▶ [TEXT FOR ANALYSIS]
The sample (n = 25 studies) is quite small. It is still possible that some of the observed results are attributable to the play of chance. This should be borne in mind when interpreting the results.
As ankle fractures are represented in the top five of most prevalent fractures and have an important socio-economic impact on both patient and society, the observations made in this study might be applicable to broader areas of (trauma) surgery research [45
]. However, results of this study might not be applicable to other non-surgical specialties. This study can be seen as a case report and should be tested in further extent and on a larger scale in trauma surgical studies.
Results of this study indicate a relative decrease in the number of published RCTs, which might be a reflection of the practical difficulty to conduct RCTs in trauma surgery due to surgeon, patient and system-based factors. Furthermore, the desire for more patients orientated outcome variables is reflected in the changes seen in the last decades.

▶ [BRIEF 1] Rewrite the ankle fracture research text between "The sample (n" and "trauma surgical studies.", inclusive, changing "results" to "findings".
▶ [BRIEF 2] How many studies made up the sample in the ankle fracture research text?
The lines that follow come from a different source.

▶ [RECORDS]
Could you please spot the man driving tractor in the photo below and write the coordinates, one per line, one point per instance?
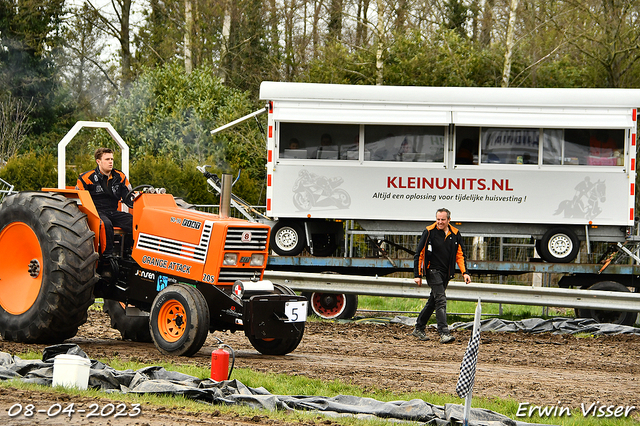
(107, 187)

...

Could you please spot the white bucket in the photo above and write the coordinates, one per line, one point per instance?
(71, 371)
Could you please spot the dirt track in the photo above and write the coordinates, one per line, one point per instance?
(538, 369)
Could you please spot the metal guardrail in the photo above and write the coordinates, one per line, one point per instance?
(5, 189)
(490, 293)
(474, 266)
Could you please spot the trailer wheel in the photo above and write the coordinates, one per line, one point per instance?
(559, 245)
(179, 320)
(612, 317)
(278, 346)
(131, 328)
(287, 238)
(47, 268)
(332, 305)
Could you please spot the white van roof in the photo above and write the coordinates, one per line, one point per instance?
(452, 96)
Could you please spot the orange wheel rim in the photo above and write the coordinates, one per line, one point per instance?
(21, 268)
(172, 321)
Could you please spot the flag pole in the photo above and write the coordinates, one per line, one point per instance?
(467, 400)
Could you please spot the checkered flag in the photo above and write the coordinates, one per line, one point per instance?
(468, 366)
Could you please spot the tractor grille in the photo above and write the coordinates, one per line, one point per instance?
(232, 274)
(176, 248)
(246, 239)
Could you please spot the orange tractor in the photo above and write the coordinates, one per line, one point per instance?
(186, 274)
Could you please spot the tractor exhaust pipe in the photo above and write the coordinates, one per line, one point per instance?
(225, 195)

---

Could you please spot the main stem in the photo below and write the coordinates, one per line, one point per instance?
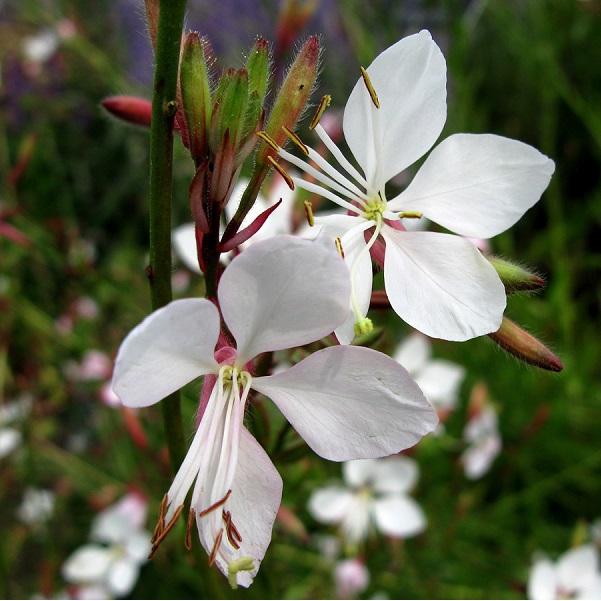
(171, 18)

▶ [ANSWER BOX 1]
The sample (n = 25 studies) is quite small. It is still possible that some of the observed findings are attributable to the play of chance. This should be borne in mind when interpreting the findings.
As ankle fractures are represented in the top five of most prevalent fractures and have an important socio-economic impact on both patient and society, the observations made in this study might be applicable to broader areas of (trauma) surgery research [45
]. However, findings of this study might not be applicable to other non-surgical specialties. This study can be seen as a case report and should be tested in further extent and on a larger scale in trauma surgical studies.

▶ [ANSWER BOX 2] 25 studies.